What is asked: Could you update the records below, replacing every "outline" with "mark" and changing nothing else, and leave the pictures out of your answer?

[Stored dataset items]

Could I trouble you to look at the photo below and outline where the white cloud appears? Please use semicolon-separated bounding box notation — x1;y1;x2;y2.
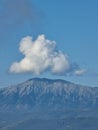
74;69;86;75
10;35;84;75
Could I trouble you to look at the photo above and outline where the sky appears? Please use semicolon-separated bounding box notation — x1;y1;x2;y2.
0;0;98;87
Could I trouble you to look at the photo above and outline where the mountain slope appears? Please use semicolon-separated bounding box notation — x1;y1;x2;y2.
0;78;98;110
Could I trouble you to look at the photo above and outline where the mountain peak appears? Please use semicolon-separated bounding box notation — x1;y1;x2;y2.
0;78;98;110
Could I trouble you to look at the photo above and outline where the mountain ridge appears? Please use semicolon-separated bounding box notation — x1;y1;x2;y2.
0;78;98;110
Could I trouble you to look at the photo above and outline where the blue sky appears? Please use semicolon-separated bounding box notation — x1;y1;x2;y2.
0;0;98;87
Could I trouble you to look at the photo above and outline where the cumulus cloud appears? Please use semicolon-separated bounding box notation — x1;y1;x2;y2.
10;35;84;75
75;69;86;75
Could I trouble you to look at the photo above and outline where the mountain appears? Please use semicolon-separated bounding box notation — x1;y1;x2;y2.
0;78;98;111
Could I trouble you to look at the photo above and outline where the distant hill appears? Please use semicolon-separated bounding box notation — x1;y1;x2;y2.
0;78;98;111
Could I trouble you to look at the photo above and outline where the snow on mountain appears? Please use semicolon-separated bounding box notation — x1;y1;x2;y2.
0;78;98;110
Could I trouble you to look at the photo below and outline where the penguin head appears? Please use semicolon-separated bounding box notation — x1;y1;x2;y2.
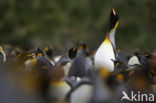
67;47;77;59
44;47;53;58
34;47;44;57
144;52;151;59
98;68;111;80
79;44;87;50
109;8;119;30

The result:
Could I trouble you to look at the photo below and mark where the white cloud appears? Please use semicolon-separated bounding box notation — x1;y1;x2;y2.
74;69;86;75
10;35;84;75
Could I trouble you to look at the photo above and mark where the sky appears? Please use semicolon-separated bounding box notation — x1;y1;x2;y2.
0;0;98;87
Could I trouble you to look at the photo above and mark where the mountain slope appears? Please use semicolon-separated bounding box notation — x1;y1;x2;y2.
0;78;98;110
Could I trouble you to look at the photo above and mark where the mountain peak appears? Please use semicolon-separated bounding box notation — x1;y1;x2;y2.
0;78;98;110
Could I trouble you to look at the photo above and mark where the mountain ridge appears? Please use semicolon-separated bounding box notation — x1;y1;x2;y2.
0;78;98;110
Could I trouble you to look at the photo above and mark where the blue sky appears? Please use semicolon-separated bounding box notation — x1;y1;x2;y2.
0;0;98;87
Could I trouble you to look at the photo above and mark where the cumulus cloud appears? Please use semicolon-separated bounding box notation — x1;y1;x2;y2.
10;35;84;75
75;69;86;75
Could I trouble you to look at the photo above and mark where the mountain appears? Please use semicolon-separated bounding box notation — x1;y1;x2;y2.
0;78;98;111
Could I trouble you to look at the photo above and mark where the distant hill appears? Please use semicolon-separated bounding box notation — x1;y1;x2;y2.
0;78;98;111
Could I trouble you to look at the photo above and mark where the snow on mountain appears? Please use semicolon-separated bounding box notation — x1;y1;x2;y2.
0;78;98;110
Could I trouble you to look at the photo below and mark where the penguin head appears? Please use semicolon-separated bounding box notation — x1;y1;x2;y2.
67;47;77;59
44;47;53;58
34;47;44;57
144;52;151;59
98;68;111;80
79;44;87;50
109;8;119;30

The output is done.